## Aim of the task
Return the entries in full, exactly as written.

## Data in this exercise
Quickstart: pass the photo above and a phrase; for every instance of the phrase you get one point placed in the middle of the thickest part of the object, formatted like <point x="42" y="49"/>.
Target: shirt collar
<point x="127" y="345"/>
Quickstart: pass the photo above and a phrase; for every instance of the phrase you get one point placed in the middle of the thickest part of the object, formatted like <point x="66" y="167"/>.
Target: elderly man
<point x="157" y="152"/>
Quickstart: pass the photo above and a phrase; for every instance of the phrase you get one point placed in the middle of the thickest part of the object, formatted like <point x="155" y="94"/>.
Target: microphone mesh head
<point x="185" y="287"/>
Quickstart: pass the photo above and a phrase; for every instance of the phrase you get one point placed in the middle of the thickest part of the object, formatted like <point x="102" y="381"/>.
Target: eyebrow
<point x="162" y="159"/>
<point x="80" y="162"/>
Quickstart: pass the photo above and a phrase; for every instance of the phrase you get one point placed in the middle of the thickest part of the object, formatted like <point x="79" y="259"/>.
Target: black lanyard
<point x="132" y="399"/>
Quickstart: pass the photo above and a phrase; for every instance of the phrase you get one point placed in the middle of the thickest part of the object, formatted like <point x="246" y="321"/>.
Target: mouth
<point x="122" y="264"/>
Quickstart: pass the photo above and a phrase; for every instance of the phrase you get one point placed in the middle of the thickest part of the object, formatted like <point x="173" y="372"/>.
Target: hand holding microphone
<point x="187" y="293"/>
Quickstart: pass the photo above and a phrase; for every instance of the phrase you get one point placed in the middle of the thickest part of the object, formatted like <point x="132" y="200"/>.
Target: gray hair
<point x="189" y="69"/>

## Answer box
Quickstart: pass the photo above and a phrase; for every instance of the phrase you get one point placed in the middle of the thickest part of the object, formatted like <point x="42" y="49"/>.
Target: shirt collar
<point x="127" y="345"/>
Quickstart: pass the photo above and a phrase; for every instance of the phrase you get one point placed in the middle of the thickest part of the object, formatted like <point x="66" y="167"/>.
Target: elderly man
<point x="157" y="152"/>
Quickstart: pass the photo above and a phrase; for every instance of the phrase you get one point placed in the middle of the thickest part of the object, formatted like <point x="155" y="94"/>.
Target: microphone mesh head
<point x="185" y="287"/>
Quickstart: pass the photo above and a phrase; for every instance of the phrase you get one point placed in the middle of the thickest part of the object, formatted like <point x="102" y="381"/>.
Target: eyebrow
<point x="162" y="159"/>
<point x="80" y="162"/>
Quickstart: pass the photo above and a phrase; for every instance of the phrase you get one point placed in the middle of the thickest part of the object, formatted like <point x="79" y="259"/>.
Target: black lanyard
<point x="132" y="399"/>
Quickstart: pass the photo above and a phrase; for every instance of the phrase you get one point placed in the middle of the thickest part of the object, formatted like <point x="246" y="321"/>.
Target: mouth
<point x="122" y="264"/>
Quickstart: pass the photo above and a phrase; for every instance of the phrase you get one point placed in the middle of the thickest part of the object, formatted like <point x="173" y="372"/>.
Target: hand holding microphone
<point x="187" y="293"/>
Quickstart: pass the photo above and a phrase; for every instance of the phrase you get one point placed in the middle of the thickest part of the object, formatted like <point x="132" y="200"/>.
Target: gray hair
<point x="189" y="69"/>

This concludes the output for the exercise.